[Start SUPPLIED TEXT]

Hawkins sailed away to the West Indies to sell his cargo, but the wind died and the ship was becalmed in tropic heat for 18 days.

Thirst “put us in such fear that many never thought to have reached the Indies without great death of Negroes and of themselves,” wrote John Sparke, a crewman on Hawkins’ ship. “But the Almighty God, who never suffereth His elect to perish, sent us … the ordinary breeze”.

Hawkins sold the people who survived in Dominica.

Then, knowing it would be more cost-effective to sail home with cargo in the hole than empty, he began attacking merchant ships and stealing their cargos to fill the space the slaves had left. He planned to sell his loot in England.

In those days few governments supported a national navy. Instead, they commissioned individual ship owners called privateers to attach enemy ships. Privateers were respected business men; they paid the government a portion of their take. Pirates operated the same way but without a government’s authorization; they kept all the loot for themselves. They were not respected; in fact, they were often hanged if caught.

To a  ship under attack the difference between a privateer and a pirate was not readily discernable.

[End SUPPLIED TEXT]
[Start DATASET CONTENT]

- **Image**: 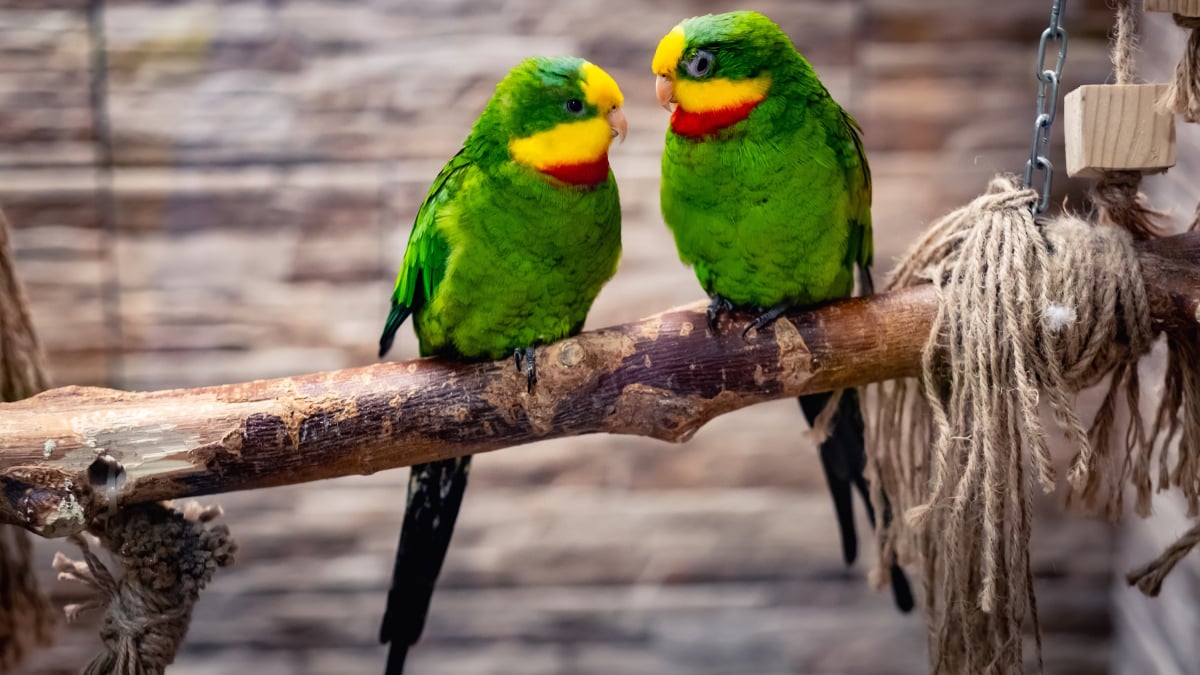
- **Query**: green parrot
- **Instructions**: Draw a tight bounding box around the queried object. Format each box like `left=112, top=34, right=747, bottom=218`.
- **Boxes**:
left=379, top=58, right=626, bottom=675
left=652, top=12, right=913, bottom=611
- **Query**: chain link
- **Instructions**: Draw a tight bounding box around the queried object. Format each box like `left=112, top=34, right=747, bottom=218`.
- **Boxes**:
left=1025, top=0, right=1067, bottom=214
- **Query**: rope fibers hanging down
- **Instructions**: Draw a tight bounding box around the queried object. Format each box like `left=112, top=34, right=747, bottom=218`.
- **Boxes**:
left=869, top=177, right=1200, bottom=674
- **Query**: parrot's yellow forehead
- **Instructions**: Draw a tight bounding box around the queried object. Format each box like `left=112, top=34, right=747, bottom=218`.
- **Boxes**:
left=650, top=25, right=688, bottom=76
left=580, top=61, right=625, bottom=110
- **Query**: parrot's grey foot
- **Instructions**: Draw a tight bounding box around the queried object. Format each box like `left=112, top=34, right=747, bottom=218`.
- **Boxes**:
left=704, top=295, right=733, bottom=335
left=742, top=303, right=791, bottom=340
left=512, top=347, right=538, bottom=392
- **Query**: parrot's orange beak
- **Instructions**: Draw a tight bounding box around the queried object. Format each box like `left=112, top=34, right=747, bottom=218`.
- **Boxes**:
left=654, top=74, right=676, bottom=113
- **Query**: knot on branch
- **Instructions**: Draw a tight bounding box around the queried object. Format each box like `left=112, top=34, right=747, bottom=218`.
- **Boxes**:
left=54, top=502, right=236, bottom=675
left=870, top=171, right=1200, bottom=673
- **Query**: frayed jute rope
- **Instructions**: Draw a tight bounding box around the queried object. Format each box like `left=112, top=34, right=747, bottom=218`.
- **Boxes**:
left=54, top=502, right=236, bottom=675
left=869, top=177, right=1200, bottom=674
left=1158, top=14, right=1200, bottom=123
left=0, top=205, right=54, bottom=673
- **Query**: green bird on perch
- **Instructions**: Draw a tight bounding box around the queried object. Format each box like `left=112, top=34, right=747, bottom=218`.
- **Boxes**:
left=379, top=58, right=626, bottom=675
left=652, top=12, right=913, bottom=611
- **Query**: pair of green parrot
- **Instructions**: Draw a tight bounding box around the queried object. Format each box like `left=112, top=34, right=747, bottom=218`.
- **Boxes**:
left=379, top=12, right=913, bottom=674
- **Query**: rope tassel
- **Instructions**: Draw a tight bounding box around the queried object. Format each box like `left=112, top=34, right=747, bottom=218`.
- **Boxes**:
left=869, top=177, right=1200, bottom=674
left=1159, top=14, right=1200, bottom=123
left=54, top=502, right=236, bottom=675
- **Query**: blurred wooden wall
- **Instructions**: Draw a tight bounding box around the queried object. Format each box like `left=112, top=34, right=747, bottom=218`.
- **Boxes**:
left=0, top=0, right=1182, bottom=675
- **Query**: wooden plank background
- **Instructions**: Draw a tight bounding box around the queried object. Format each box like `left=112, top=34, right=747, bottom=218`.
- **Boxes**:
left=0, top=0, right=1194, bottom=675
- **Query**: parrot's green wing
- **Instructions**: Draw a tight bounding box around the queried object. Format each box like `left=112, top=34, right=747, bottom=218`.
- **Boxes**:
left=379, top=150, right=470, bottom=357
left=830, top=110, right=875, bottom=295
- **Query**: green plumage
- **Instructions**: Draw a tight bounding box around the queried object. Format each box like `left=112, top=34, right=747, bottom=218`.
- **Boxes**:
left=379, top=58, right=620, bottom=675
left=653, top=12, right=913, bottom=611
left=661, top=12, right=871, bottom=307
left=380, top=58, right=620, bottom=359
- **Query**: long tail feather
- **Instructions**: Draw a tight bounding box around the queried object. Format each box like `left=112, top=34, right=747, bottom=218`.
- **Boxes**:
left=379, top=456, right=470, bottom=675
left=799, top=389, right=914, bottom=613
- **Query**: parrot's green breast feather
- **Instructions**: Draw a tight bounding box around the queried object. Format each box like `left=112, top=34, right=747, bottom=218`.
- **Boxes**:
left=661, top=18, right=872, bottom=307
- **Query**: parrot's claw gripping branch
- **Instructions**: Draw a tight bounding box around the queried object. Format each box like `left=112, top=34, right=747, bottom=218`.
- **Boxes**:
left=704, top=295, right=733, bottom=335
left=742, top=303, right=791, bottom=340
left=512, top=347, right=538, bottom=392
left=0, top=233, right=1200, bottom=537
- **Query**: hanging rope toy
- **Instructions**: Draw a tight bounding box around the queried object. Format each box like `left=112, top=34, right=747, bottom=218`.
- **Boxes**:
left=1146, top=0, right=1200, bottom=123
left=54, top=502, right=236, bottom=675
left=869, top=1, right=1200, bottom=675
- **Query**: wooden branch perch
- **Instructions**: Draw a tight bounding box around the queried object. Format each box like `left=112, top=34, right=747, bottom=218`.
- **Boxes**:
left=7, top=233, right=1200, bottom=537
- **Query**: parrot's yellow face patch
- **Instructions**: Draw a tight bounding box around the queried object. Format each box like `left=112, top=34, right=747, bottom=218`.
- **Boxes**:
left=674, top=74, right=770, bottom=113
left=580, top=61, right=625, bottom=114
left=650, top=26, right=688, bottom=77
left=509, top=62, right=625, bottom=185
left=509, top=118, right=612, bottom=171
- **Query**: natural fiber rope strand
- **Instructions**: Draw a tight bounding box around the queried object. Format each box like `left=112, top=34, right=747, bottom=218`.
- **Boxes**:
left=869, top=177, right=1153, bottom=674
left=1159, top=14, right=1200, bottom=123
left=54, top=502, right=236, bottom=675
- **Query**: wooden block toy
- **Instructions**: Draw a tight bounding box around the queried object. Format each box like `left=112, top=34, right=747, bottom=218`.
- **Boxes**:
left=1064, top=84, right=1175, bottom=178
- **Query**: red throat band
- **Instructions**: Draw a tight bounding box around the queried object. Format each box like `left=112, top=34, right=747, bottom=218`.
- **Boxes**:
left=541, top=155, right=608, bottom=185
left=671, top=98, right=762, bottom=138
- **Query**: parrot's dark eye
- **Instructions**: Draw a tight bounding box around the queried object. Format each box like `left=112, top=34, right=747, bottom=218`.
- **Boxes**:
left=688, top=49, right=713, bottom=77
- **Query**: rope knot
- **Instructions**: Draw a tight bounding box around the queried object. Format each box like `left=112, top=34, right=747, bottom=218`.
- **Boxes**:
left=54, top=502, right=236, bottom=675
left=868, top=173, right=1200, bottom=673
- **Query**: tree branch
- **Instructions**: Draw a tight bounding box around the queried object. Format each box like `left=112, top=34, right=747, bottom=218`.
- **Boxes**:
left=0, top=233, right=1200, bottom=537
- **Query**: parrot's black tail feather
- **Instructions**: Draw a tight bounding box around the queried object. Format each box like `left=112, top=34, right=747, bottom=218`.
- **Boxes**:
left=383, top=643, right=408, bottom=675
left=379, top=303, right=413, bottom=358
left=379, top=456, right=470, bottom=675
left=799, top=389, right=914, bottom=613
left=799, top=390, right=866, bottom=565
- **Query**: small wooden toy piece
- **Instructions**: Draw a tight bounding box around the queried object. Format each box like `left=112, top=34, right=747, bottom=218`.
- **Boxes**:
left=1146, top=0, right=1200, bottom=17
left=1064, top=83, right=1176, bottom=178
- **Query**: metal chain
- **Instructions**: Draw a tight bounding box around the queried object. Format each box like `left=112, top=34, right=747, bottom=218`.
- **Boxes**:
left=1025, top=0, right=1067, bottom=214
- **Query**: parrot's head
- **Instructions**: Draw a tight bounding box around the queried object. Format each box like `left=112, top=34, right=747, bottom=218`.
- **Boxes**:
left=650, top=12, right=797, bottom=137
left=481, top=56, right=628, bottom=185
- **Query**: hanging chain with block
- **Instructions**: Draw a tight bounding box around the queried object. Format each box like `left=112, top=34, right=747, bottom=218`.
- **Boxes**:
left=1025, top=0, right=1067, bottom=214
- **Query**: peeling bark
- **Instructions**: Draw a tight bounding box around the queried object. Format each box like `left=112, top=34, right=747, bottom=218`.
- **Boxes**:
left=0, top=234, right=1200, bottom=537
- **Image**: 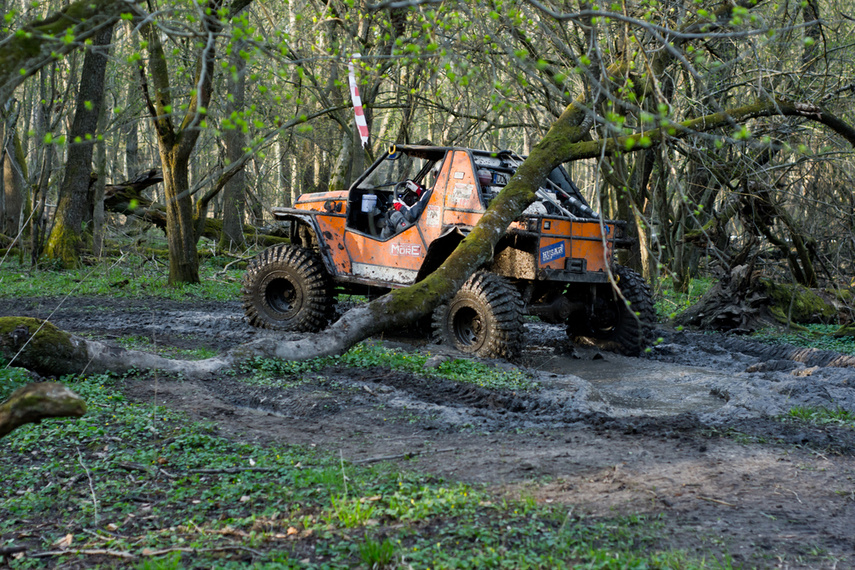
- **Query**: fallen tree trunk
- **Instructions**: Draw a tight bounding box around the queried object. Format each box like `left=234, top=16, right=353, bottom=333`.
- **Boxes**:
left=0, top=382, right=86, bottom=437
left=104, top=169, right=288, bottom=247
left=5, top=97, right=855, bottom=375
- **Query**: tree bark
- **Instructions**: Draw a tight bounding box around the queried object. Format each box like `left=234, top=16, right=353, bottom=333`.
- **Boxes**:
left=5, top=93, right=855, bottom=375
left=0, top=382, right=86, bottom=437
left=45, top=24, right=113, bottom=269
left=217, top=41, right=246, bottom=251
left=0, top=0, right=136, bottom=101
left=140, top=0, right=222, bottom=286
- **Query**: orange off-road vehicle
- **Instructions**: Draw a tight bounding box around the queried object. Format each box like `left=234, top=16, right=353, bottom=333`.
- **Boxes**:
left=242, top=145, right=654, bottom=357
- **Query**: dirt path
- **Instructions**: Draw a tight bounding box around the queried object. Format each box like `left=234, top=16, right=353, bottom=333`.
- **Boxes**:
left=5, top=299, right=855, bottom=568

[End DATASET CONTENT]

## STATED TASK 1
Decide whether each statement agrees with the Hawkins passage, answering yes or no and quoting the words of the passage that settle it: (a) Hawkins's ship was becalmed for 18 days. (b) Pirates paid the government a portion of their take. (c) Hawkins planned to sell his loot in England.
## STATED TASK 2
Extend the Hawkins passage, picking up after its final sentence.
The items have no connection to the Hawkins passage.

## EXERCISE ANSWER 1
(a) Yes: "the ship was becalmed in tropic heat for 18 days"
(b) No: "Pirates operated the same way but without a government’s authorization; they kept all the loot for themselves."
(c) Yes: "He planned to sell his loot in England."

## EXERCISE ANSWER 2
After numerous adventures looting merchant ships, the Jesus of Lubeck ran low on drinking water, so the fleet sailed north along the east coast of Florida.

French Protestants called Huguenots had established a colony named Fort Caroline at the mouth of the River of May, now known as the St. Johns River. Depending on supply ships from home for provisions, the French had not planted crops.

A religious war in France delayed the supply ships.

Starvation stalked the Huguenots.

“We suffered terribly from want, and if I had space I could give you a heart-rending description of our miserable condition. After some of us had already died of hunger, the rest of us were starved until we were nothing but skyn and bones,” wrote Jacques Le Moyne, an artist in the colony.

The colonists stole some food from local Indians.

The Indians objected.

So the French declared war, thinking that their metal body armor would make them invincible against the primitive weapons of the braves.

However, when the Indians saw their arrows bounce off the Frenchmen’s breastplates, they quickly learned to aim for the face. They decimated the French force.

The colonists retreated inside their log fort, barred the gate, and soon were reduced to grinding fish bones and acorns to make flour for bread. The Indians camped outside the gate and waited for the trapped Frenchmen to starve.

Finally, Rene Goulaine de Laudonniere, leader of the colony, wrote, “The third of August (Gregorian calendar, 1565) I descrided foure sayles in the sea, as I walked upon a little hill, whereof I was exceeding well apaid (pleased)”.

Hawkins’ ships entered the St. Johns, and Laudonniere notified his men, who “were so glad of those newes, that one would haue thought them to bee out of their wittes to see them laugh and leape for joy.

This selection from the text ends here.